Start of Block

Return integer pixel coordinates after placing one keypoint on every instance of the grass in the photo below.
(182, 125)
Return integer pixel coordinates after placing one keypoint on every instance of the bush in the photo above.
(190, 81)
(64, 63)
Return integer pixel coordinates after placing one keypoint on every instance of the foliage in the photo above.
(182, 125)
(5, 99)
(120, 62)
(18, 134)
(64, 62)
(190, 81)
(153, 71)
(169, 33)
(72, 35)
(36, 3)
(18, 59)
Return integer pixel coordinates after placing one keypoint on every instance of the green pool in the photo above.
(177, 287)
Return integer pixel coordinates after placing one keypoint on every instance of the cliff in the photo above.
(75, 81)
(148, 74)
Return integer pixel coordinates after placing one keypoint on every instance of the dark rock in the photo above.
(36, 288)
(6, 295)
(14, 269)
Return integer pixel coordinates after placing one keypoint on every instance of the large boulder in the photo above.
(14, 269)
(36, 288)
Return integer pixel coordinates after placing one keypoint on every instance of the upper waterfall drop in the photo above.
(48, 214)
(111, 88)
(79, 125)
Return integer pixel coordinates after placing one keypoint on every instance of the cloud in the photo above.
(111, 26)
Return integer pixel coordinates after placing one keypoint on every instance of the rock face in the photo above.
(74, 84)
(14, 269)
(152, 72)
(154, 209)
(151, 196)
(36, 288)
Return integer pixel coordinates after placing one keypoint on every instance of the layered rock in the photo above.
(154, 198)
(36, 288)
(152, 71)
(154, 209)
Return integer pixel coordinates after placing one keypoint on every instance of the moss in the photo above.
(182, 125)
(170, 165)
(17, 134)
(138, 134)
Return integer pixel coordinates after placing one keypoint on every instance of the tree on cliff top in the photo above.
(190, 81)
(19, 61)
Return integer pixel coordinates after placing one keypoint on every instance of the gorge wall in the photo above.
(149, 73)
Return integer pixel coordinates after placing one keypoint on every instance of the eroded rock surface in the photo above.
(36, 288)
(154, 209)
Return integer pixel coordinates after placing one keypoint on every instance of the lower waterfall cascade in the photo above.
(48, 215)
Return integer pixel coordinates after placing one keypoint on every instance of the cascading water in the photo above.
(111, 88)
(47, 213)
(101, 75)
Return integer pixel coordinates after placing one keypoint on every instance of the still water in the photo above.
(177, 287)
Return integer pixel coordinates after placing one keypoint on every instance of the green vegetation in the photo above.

End of Block

For the entries above, transcribe precisely the lines from the one with "surface in the photo above." through the end, including both.

◆ **OUTPUT BELOW**
Return integer pixel coordinates after placing one keypoint on every instance of the eroded rock surface in the photo above.
(36, 288)
(154, 209)
Return integer pixel coordinates after placing one keypoint on every instance of the lower waterfall cascade in the photo above.
(48, 215)
Return integer pixel coordinates after placing one keypoint on every instance of the cascading water in the photo above.
(111, 88)
(47, 213)
(101, 75)
Return integer pixel coordinates after placing one keypoint on every instance of the still water in the photo above.
(177, 287)
Return integer pixel coordinates after placing one keypoint on every instance of the green vegetation in the photo above.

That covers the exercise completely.